Begin
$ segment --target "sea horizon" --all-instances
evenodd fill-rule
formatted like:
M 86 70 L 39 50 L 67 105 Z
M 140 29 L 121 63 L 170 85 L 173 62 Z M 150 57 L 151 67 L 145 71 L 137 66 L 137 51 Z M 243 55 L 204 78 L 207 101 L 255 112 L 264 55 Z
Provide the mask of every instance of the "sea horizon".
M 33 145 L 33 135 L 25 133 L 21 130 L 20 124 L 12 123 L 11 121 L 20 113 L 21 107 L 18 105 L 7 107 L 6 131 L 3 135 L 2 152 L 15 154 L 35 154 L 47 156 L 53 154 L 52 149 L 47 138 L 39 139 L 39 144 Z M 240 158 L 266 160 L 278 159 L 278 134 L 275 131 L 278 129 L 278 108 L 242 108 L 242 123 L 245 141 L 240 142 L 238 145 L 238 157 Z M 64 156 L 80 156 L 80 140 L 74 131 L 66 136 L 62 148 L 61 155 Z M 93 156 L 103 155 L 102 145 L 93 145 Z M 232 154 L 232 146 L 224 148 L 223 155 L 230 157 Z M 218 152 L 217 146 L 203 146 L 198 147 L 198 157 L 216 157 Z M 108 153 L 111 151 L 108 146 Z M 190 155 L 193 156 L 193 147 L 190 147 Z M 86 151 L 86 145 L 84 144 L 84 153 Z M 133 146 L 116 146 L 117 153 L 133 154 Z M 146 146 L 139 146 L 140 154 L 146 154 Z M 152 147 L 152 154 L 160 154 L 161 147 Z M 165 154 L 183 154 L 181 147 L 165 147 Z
End
> [What this task involves]: Can you give every line of the data above as a JSON list of strings, one string per line, with blank lines left out?

> [Task result]:
[
  "$ segment --target \"sea horizon\" --all-instances",
  "evenodd fill-rule",
  "formatted like:",
  "M 86 70 L 39 50 L 67 105 Z",
  "M 140 29 L 121 63 L 170 85 L 173 62 Z M 150 57 L 151 67 L 145 71 L 137 66 L 137 51 Z M 243 55 L 204 78 L 207 101 L 255 112 L 264 55 Z",
  "Provide the mask of every instance of the \"sea horizon\".",
  "M 33 145 L 33 135 L 25 133 L 21 130 L 20 124 L 12 123 L 11 121 L 20 113 L 21 107 L 18 105 L 7 107 L 6 131 L 3 135 L 2 152 L 15 154 L 35 154 L 47 156 L 53 154 L 52 149 L 47 138 L 39 139 L 39 144 Z M 240 158 L 266 160 L 278 159 L 278 134 L 275 131 L 278 129 L 278 108 L 242 108 L 242 123 L 245 141 L 240 142 L 238 145 L 238 157 Z M 64 156 L 80 156 L 80 140 L 74 131 L 66 136 L 62 148 L 61 155 Z M 93 156 L 103 155 L 102 145 L 93 145 Z M 232 154 L 232 146 L 224 148 L 223 155 L 230 157 Z M 218 152 L 217 146 L 203 146 L 198 147 L 198 157 L 216 157 Z M 108 153 L 111 151 L 108 146 Z M 190 155 L 193 156 L 193 147 L 190 147 Z M 86 151 L 86 145 L 84 144 L 84 153 Z M 133 146 L 116 146 L 117 153 L 133 154 Z M 146 146 L 139 146 L 140 154 L 146 154 Z M 152 147 L 152 154 L 160 154 L 161 147 Z M 165 154 L 183 154 L 181 147 L 165 147 Z"
]